> **What to do**: Pictures stay out; everything else in the records below is to be repeated exactly.

> **Input for this task**:
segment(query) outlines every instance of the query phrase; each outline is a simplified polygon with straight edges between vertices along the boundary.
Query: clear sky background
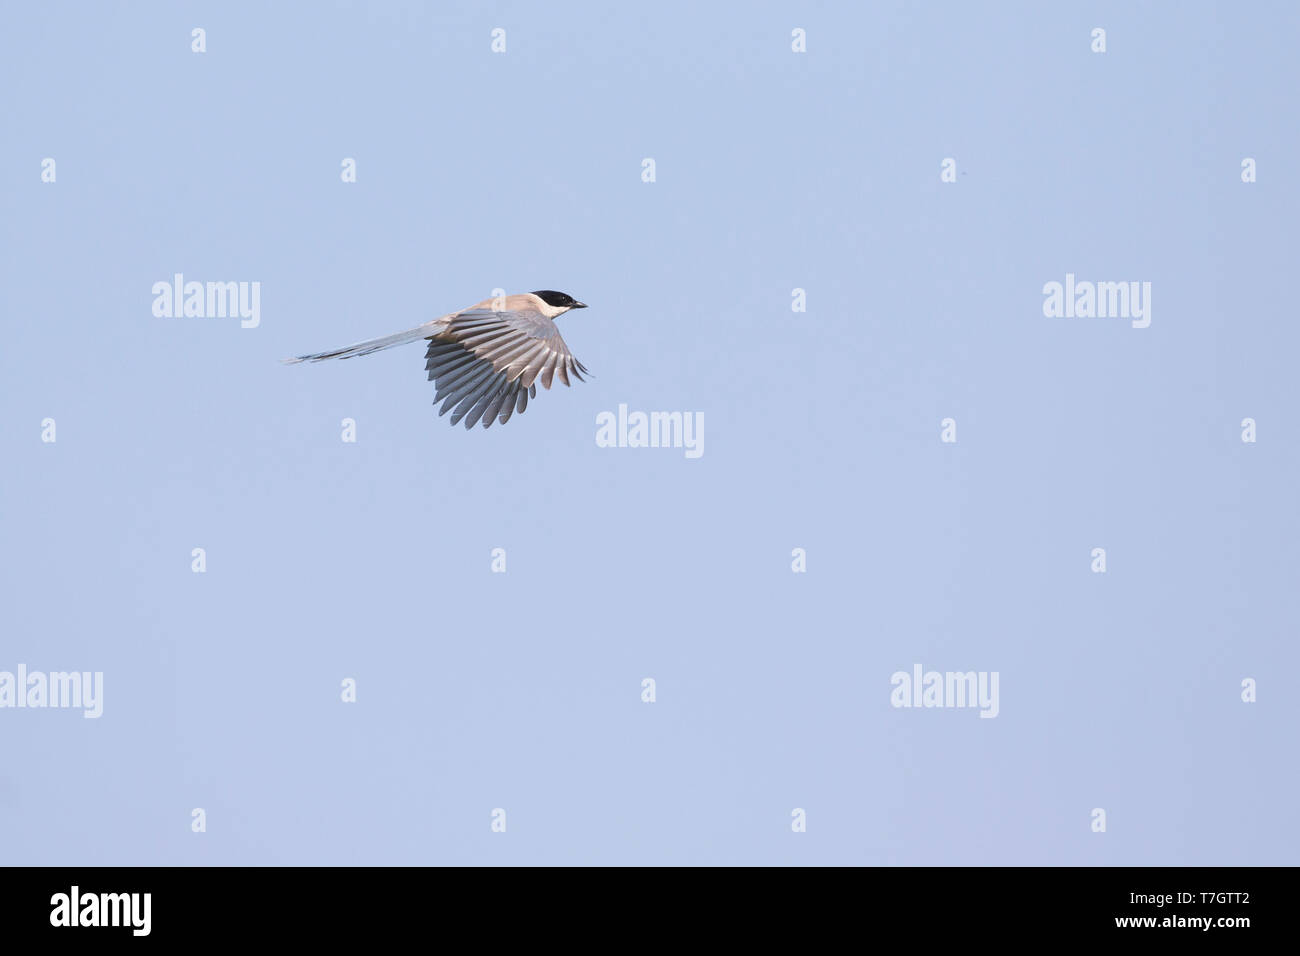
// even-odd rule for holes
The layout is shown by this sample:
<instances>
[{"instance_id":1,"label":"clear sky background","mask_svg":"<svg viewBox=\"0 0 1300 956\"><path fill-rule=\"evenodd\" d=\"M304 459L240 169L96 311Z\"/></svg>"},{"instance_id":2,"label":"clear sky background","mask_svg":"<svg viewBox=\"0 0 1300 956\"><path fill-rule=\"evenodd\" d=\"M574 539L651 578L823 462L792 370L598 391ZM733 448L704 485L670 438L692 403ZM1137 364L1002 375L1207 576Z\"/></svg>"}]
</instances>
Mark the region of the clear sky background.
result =
<instances>
[{"instance_id":1,"label":"clear sky background","mask_svg":"<svg viewBox=\"0 0 1300 956\"><path fill-rule=\"evenodd\" d=\"M0 710L0 861L1300 862L1298 42L1284 2L6 4L0 670L104 713ZM176 272L260 326L155 317ZM1045 318L1067 272L1150 327ZM419 345L279 363L498 287L589 303L595 376L504 427L439 419ZM597 447L620 403L703 457ZM891 707L918 663L997 718Z\"/></svg>"}]
</instances>

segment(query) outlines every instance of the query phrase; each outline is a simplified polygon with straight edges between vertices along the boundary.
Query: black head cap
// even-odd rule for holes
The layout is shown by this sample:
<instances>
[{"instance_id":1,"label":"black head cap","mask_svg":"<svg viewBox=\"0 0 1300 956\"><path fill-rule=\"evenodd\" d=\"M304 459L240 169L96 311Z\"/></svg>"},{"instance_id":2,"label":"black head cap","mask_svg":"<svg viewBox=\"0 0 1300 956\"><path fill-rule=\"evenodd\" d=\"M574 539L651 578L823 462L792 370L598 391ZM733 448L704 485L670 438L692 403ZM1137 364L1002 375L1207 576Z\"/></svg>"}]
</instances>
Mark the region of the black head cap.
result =
<instances>
[{"instance_id":1,"label":"black head cap","mask_svg":"<svg viewBox=\"0 0 1300 956\"><path fill-rule=\"evenodd\" d=\"M533 295L541 299L547 305L554 306L557 309L585 309L586 306L569 295L567 292L555 292L552 289L540 289Z\"/></svg>"}]
</instances>

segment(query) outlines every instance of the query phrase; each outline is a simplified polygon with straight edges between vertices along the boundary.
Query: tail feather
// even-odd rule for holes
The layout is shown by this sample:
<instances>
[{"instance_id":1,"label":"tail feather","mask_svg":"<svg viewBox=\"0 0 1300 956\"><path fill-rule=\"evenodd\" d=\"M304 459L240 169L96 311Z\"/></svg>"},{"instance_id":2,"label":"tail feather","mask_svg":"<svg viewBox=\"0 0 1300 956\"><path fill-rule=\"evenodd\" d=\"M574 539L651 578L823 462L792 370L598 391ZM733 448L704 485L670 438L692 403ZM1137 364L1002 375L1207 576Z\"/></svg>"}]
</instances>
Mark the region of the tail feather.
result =
<instances>
[{"instance_id":1,"label":"tail feather","mask_svg":"<svg viewBox=\"0 0 1300 956\"><path fill-rule=\"evenodd\" d=\"M419 339L428 339L438 334L438 322L426 322L424 325L417 325L413 329L407 329L405 332L394 332L392 335L385 335L383 338L369 339L365 342L358 342L356 345L348 345L341 349L332 349L328 352L315 352L311 355L299 355L295 358L284 359L285 365L297 365L299 362L323 362L326 359L346 359L354 355L369 355L371 352L379 352L383 349L391 349L394 345L405 345L407 342L415 342Z\"/></svg>"}]
</instances>

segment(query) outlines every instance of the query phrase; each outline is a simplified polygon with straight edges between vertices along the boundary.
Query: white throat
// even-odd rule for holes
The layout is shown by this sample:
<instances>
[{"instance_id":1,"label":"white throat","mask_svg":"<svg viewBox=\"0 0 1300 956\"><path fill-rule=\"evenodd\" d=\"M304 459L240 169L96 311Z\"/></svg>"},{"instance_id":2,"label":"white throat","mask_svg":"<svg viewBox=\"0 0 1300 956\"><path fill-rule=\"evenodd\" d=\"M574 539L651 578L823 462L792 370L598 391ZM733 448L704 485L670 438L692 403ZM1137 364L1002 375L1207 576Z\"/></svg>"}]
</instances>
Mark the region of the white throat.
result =
<instances>
[{"instance_id":1,"label":"white throat","mask_svg":"<svg viewBox=\"0 0 1300 956\"><path fill-rule=\"evenodd\" d=\"M557 315L564 315L565 312L569 311L569 306L567 305L550 305L545 299L536 295L533 296L533 298L537 300L537 311L542 313L542 315L546 316L548 319L553 319Z\"/></svg>"}]
</instances>

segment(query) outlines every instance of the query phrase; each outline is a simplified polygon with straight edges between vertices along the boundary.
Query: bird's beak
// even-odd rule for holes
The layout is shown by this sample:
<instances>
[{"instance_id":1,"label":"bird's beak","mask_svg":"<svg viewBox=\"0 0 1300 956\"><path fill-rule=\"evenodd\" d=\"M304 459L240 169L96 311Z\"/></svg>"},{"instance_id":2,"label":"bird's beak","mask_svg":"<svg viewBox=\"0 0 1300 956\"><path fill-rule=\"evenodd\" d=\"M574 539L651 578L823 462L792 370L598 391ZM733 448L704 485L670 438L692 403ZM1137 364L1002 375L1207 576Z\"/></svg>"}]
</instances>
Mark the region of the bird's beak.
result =
<instances>
[{"instance_id":1,"label":"bird's beak","mask_svg":"<svg viewBox=\"0 0 1300 956\"><path fill-rule=\"evenodd\" d=\"M571 309L585 309L586 307L587 303L585 302L575 302L573 305L569 306Z\"/></svg>"}]
</instances>

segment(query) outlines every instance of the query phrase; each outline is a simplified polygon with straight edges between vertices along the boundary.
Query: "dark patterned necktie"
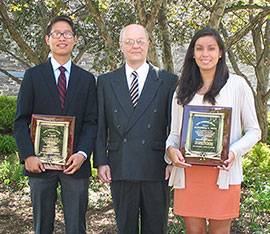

> **Result below**:
segment(query) outlines every instance of the query phrase; each outline is a simplified polygon with straight edges between vertices along the boundary.
Query: clear sky background
// even-odd rule for holes
The layout is shown by this sample:
<instances>
[{"instance_id":1,"label":"clear sky background","mask_svg":"<svg viewBox=\"0 0 1300 956\"><path fill-rule=\"evenodd\" d=\"M304 459L240 169L96 311Z\"/></svg>"},{"instance_id":2,"label":"clear sky background","mask_svg":"<svg viewBox=\"0 0 1300 956\"><path fill-rule=\"evenodd\" d=\"M574 539L651 578L823 462L792 370L598 391ZM733 448L704 485L670 438L692 403ZM1137 364L1002 375L1207 576Z\"/></svg>"}]
</instances>
Mark the region of the clear sky background.
result =
<instances>
[{"instance_id":1,"label":"clear sky background","mask_svg":"<svg viewBox=\"0 0 1300 956\"><path fill-rule=\"evenodd\" d=\"M0 710L0 861L1300 862L1298 42L1284 2L6 4L0 670L104 713ZM176 272L260 326L155 317ZM1045 318L1067 272L1150 327ZM419 345L279 363L498 287L589 303L595 376L504 427L439 419ZM597 447L620 403L703 457ZM891 707L918 663L997 718Z\"/></svg>"}]
</instances>

segment(query) outlines every instance of the query phrase; each outline is a simplified polygon with straight edges between vertices along the boundary.
Query: black head cap
// even-odd rule for holes
The layout is shown by this sample:
<instances>
[{"instance_id":1,"label":"black head cap","mask_svg":"<svg viewBox=\"0 0 1300 956\"><path fill-rule=\"evenodd\" d=\"M304 459L240 169L96 311Z\"/></svg>"},{"instance_id":2,"label":"black head cap","mask_svg":"<svg viewBox=\"0 0 1300 956\"><path fill-rule=\"evenodd\" d=\"M574 539L651 578L823 462L792 370L598 391ZM733 448L704 485L670 438L692 403ZM1137 364L1002 375L1207 576Z\"/></svg>"}]
</instances>
Mark the region of the black head cap.
result =
<instances>
[{"instance_id":1,"label":"black head cap","mask_svg":"<svg viewBox=\"0 0 1300 956\"><path fill-rule=\"evenodd\" d=\"M533 295L541 299L547 305L554 306L557 309L585 309L586 306L569 295L567 292L555 292L552 289L540 289Z\"/></svg>"}]
</instances>

segment(query) outlines every instance of the query phrase; each outline is a simplified polygon with straight edges between vertices along the boundary.
Query: tail feather
// even-odd rule for holes
The layout is shown by this sample:
<instances>
[{"instance_id":1,"label":"tail feather","mask_svg":"<svg viewBox=\"0 0 1300 956\"><path fill-rule=\"evenodd\" d=\"M304 459L240 169L96 311Z\"/></svg>"},{"instance_id":2,"label":"tail feather","mask_svg":"<svg viewBox=\"0 0 1300 956\"><path fill-rule=\"evenodd\" d=\"M574 539L651 578L823 462L792 370L598 391ZM733 448L704 485L670 438L692 403ZM1137 364L1002 375L1207 576Z\"/></svg>"}]
</instances>
Mark the region of the tail feather.
result =
<instances>
[{"instance_id":1,"label":"tail feather","mask_svg":"<svg viewBox=\"0 0 1300 956\"><path fill-rule=\"evenodd\" d=\"M419 339L428 339L438 334L438 322L426 322L424 325L417 325L413 329L407 329L405 332L394 332L392 335L385 335L383 338L369 339L365 342L358 342L356 345L348 345L341 349L332 349L328 352L315 352L311 355L299 355L295 358L284 359L285 365L297 365L299 362L323 362L326 359L346 359L354 355L369 355L371 352L379 352L383 349L391 349L394 345L405 345L407 342L415 342Z\"/></svg>"}]
</instances>

segment(query) outlines every instance of the query phrase; each outline is a simplified polygon with straight edges between vertices along the boundary.
Query: white throat
// even-odd rule for holes
The layout is shown by this sample:
<instances>
[{"instance_id":1,"label":"white throat","mask_svg":"<svg viewBox=\"0 0 1300 956\"><path fill-rule=\"evenodd\" d=\"M304 459L240 169L96 311Z\"/></svg>"},{"instance_id":2,"label":"white throat","mask_svg":"<svg viewBox=\"0 0 1300 956\"><path fill-rule=\"evenodd\" d=\"M574 539L651 578L823 462L792 370L598 391ZM733 448L704 485L670 438L692 403ZM1137 364L1002 375L1207 576Z\"/></svg>"}]
</instances>
Mark the region of the white throat.
result =
<instances>
[{"instance_id":1,"label":"white throat","mask_svg":"<svg viewBox=\"0 0 1300 956\"><path fill-rule=\"evenodd\" d=\"M557 315L564 315L565 312L569 311L569 306L567 305L550 305L545 299L536 295L533 296L533 298L537 300L537 311L542 313L542 315L546 316L548 319L553 319Z\"/></svg>"}]
</instances>

segment(query) outlines every instance of the query phrase; each outline is a simplified polygon with straight edges between vertices along the boundary.
Query: bird's beak
// even-odd rule for holes
The layout is shown by this sample:
<instances>
[{"instance_id":1,"label":"bird's beak","mask_svg":"<svg viewBox=\"0 0 1300 956\"><path fill-rule=\"evenodd\" d=\"M304 459L240 169L96 311Z\"/></svg>"},{"instance_id":2,"label":"bird's beak","mask_svg":"<svg viewBox=\"0 0 1300 956\"><path fill-rule=\"evenodd\" d=\"M574 539L651 578L823 462L792 370L598 391ZM733 448L704 485L670 438L692 403ZM1137 364L1002 375L1207 576Z\"/></svg>"}]
</instances>
Mark the region of the bird's beak.
result =
<instances>
[{"instance_id":1,"label":"bird's beak","mask_svg":"<svg viewBox=\"0 0 1300 956\"><path fill-rule=\"evenodd\" d=\"M571 309L585 309L586 307L587 303L585 302L575 302L573 305L569 306Z\"/></svg>"}]
</instances>

segment(query) outlines every instance of the query phrase; each outline is a simplified polygon with straight edges between vertices along the boundary.
Query: "dark patterned necktie"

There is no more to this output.